INPUT MATERIAL:

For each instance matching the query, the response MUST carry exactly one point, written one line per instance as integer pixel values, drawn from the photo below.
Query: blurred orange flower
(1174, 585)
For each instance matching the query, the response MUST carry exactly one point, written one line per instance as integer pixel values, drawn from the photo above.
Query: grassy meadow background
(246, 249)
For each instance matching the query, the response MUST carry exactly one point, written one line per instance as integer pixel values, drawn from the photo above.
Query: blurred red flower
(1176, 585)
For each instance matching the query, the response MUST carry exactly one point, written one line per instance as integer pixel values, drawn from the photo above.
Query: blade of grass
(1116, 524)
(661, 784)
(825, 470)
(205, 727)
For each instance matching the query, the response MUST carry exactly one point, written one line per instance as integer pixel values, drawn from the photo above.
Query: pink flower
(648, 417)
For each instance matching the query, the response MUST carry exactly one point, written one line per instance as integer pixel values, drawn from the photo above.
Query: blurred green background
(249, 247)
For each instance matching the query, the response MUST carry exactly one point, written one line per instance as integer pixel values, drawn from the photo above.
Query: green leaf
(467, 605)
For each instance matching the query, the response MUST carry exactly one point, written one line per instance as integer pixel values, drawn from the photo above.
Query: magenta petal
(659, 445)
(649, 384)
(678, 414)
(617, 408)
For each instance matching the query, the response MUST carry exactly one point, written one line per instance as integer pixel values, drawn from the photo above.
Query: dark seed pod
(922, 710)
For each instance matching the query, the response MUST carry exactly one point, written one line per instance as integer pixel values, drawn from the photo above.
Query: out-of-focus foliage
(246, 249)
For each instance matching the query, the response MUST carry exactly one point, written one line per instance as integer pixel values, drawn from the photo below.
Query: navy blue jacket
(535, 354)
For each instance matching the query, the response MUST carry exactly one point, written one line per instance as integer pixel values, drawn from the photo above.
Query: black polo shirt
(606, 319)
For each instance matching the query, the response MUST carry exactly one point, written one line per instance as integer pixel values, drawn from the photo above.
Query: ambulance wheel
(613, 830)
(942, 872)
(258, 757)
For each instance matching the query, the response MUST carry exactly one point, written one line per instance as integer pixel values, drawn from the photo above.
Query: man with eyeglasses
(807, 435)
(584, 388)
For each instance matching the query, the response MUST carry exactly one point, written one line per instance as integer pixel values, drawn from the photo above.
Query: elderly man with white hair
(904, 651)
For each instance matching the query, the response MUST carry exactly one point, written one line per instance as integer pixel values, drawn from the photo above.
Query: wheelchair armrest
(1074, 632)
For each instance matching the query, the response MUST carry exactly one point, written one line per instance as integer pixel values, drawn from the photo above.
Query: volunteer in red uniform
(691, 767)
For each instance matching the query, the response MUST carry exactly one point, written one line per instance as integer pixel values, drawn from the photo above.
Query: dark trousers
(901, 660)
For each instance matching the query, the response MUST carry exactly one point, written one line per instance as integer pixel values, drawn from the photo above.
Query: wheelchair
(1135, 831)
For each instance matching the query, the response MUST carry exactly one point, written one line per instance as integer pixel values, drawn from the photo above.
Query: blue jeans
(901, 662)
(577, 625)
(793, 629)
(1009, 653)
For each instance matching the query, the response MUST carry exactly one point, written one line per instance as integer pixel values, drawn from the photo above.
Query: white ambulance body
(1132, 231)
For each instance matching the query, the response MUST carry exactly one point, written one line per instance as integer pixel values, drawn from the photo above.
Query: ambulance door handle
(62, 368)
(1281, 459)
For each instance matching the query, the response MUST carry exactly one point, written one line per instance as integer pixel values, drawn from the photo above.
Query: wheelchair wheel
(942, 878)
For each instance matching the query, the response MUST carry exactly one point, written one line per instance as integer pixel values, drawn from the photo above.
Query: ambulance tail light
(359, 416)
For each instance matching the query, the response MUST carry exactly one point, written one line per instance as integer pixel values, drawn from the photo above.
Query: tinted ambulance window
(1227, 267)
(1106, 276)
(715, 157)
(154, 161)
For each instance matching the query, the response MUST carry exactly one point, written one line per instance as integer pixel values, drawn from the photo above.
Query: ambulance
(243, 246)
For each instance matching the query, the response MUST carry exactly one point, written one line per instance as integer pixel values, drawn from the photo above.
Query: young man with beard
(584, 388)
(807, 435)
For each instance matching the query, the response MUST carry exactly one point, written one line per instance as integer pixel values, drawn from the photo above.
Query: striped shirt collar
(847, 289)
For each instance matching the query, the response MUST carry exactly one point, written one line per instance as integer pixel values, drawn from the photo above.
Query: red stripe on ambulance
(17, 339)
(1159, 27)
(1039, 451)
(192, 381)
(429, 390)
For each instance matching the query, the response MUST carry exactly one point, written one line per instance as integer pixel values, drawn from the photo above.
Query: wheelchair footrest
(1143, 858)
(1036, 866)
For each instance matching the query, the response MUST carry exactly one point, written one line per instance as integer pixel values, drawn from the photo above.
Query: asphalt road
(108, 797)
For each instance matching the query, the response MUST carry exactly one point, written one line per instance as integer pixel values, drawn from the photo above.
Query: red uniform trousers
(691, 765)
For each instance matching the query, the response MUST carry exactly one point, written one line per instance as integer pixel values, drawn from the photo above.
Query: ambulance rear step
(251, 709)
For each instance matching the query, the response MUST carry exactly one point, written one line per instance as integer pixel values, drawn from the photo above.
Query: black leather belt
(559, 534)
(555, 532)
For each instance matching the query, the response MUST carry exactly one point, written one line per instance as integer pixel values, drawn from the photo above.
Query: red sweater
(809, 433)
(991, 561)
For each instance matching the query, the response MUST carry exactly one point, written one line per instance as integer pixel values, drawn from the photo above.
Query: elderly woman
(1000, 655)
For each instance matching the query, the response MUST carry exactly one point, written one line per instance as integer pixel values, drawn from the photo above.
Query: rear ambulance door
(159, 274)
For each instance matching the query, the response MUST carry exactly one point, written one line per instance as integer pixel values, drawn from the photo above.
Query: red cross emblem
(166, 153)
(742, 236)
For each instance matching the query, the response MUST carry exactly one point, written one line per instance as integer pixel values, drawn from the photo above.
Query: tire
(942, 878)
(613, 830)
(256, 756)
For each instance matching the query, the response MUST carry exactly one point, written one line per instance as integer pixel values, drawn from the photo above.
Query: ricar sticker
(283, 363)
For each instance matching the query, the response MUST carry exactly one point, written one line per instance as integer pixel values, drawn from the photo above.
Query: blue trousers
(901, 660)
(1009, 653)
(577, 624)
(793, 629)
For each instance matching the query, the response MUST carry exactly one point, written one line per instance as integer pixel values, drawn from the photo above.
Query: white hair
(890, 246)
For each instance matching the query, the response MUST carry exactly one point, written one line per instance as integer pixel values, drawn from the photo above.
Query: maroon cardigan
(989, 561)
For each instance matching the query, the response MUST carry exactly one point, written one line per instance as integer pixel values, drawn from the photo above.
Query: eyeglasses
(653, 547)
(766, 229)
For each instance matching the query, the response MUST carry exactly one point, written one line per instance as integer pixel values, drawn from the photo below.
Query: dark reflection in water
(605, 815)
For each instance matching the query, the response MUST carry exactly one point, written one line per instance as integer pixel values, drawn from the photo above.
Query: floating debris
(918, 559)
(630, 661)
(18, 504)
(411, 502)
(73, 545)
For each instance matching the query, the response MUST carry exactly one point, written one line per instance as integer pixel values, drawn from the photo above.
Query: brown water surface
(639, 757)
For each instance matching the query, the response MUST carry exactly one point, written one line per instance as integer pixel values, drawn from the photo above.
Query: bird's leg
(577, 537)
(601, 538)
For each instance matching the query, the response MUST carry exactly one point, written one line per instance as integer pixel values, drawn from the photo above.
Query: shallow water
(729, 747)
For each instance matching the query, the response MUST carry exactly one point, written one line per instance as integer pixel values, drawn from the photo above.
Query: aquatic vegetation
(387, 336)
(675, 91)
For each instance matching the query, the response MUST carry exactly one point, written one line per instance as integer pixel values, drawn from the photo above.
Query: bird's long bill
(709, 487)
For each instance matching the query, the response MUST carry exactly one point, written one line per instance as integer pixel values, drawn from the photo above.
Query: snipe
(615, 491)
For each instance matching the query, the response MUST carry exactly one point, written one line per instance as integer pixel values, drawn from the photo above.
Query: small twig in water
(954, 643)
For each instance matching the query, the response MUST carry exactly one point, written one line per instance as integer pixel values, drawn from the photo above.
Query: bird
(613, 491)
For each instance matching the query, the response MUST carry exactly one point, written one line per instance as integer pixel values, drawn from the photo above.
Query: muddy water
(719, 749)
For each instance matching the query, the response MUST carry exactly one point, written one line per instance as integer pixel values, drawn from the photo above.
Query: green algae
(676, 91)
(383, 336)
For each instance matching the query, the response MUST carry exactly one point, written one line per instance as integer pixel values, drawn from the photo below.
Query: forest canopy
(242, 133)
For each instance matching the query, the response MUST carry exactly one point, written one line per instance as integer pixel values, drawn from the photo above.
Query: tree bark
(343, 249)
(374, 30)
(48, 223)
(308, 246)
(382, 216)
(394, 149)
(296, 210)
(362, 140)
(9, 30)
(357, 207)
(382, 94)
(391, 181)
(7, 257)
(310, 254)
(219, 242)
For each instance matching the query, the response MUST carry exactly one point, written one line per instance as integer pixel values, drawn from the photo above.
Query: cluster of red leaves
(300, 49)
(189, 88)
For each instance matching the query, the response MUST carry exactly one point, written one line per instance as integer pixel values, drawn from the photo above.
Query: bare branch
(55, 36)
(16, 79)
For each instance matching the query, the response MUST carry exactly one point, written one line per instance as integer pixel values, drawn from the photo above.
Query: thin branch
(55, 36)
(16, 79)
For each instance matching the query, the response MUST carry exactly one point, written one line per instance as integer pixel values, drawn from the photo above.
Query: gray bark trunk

EXERCISE BRIEF: Locate every line in the data that contains the string "rear", and copy each of those lines in full. Letter case must match.

THE RESPONSE:
Query: ambulance rear step
Query: rear ambulance door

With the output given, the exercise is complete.